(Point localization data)
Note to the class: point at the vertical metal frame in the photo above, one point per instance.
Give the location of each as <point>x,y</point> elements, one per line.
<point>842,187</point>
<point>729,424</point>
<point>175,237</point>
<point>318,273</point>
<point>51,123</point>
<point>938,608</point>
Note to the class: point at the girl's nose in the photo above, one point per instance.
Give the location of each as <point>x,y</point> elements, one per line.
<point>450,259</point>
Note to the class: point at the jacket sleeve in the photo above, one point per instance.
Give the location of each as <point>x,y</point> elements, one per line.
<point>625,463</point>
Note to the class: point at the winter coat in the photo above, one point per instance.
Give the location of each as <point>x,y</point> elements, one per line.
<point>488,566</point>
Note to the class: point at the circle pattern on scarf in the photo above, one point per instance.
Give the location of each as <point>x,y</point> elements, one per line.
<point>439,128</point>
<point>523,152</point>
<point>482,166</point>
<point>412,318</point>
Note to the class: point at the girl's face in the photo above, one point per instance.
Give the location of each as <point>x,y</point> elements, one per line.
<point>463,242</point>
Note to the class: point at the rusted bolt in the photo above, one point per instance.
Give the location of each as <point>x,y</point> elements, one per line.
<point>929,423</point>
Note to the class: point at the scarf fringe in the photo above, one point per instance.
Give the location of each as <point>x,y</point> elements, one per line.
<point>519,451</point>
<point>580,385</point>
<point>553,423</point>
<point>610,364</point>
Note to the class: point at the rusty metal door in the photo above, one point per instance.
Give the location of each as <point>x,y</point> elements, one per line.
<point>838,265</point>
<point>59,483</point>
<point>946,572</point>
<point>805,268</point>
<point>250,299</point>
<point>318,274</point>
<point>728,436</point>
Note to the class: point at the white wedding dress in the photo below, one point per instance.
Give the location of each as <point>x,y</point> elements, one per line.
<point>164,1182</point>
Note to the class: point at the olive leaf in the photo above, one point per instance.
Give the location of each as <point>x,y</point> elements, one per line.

- Problem details -
Output the complete set of records word for word.

- Finished exercise -
Note to the class: point at the vertical metal frame in the photo above, one point per instance.
Give the location of each as <point>x,y</point> elements, one per line.
<point>842,187</point>
<point>729,424</point>
<point>175,237</point>
<point>318,273</point>
<point>51,123</point>
<point>938,608</point>
Note to the class: point at the girl's nose in the photo above, one point per instance.
Give the location of each as <point>x,y</point> elements, one per line.
<point>450,259</point>
Note to the class: point at the jacket sleeve in the photo above, one point per instance.
Give the location of each as <point>x,y</point> elements, one per line.
<point>625,463</point>
Note to the class: point at the winter coat in the photo above, one point per instance.
Give the location of each as <point>x,y</point> elements, one per line.
<point>488,566</point>
Note to the class: point at the circle pattern on scarf in the photo above, one point per instance.
Give the location of each as <point>x,y</point> elements, one per line.
<point>439,128</point>
<point>523,152</point>
<point>482,166</point>
<point>412,318</point>
Note to the class: point at the girl's face in the photo above, one point per instance.
Give the location of each as <point>x,y</point> elements, one per line.
<point>463,242</point>
Note to the class: point at the rusted bolt in the photo above, one point per instance.
Give the location of each as <point>x,y</point> elements, one per line.
<point>929,423</point>
Note to the class: point at the scarf fringe in the photo above, one point per instance.
Give the location of each as <point>x,y</point> elements, one per line.
<point>519,451</point>
<point>580,385</point>
<point>553,423</point>
<point>610,364</point>
Note to the class: point at the rusty metal door in the photo above, one point per instance.
Give the location of each as <point>x,y</point> elements, one per line.
<point>838,265</point>
<point>59,483</point>
<point>946,572</point>
<point>805,268</point>
<point>250,299</point>
<point>318,274</point>
<point>728,436</point>
Note to the class: point at the white wedding dress in the photo below, one point per instance.
Give the location of each as <point>x,y</point> elements, one per line.
<point>164,1182</point>
Note to the class: point at the olive leaf in the photo above, one point per instance.
Give the location of each as <point>x,y</point> elements, one per line.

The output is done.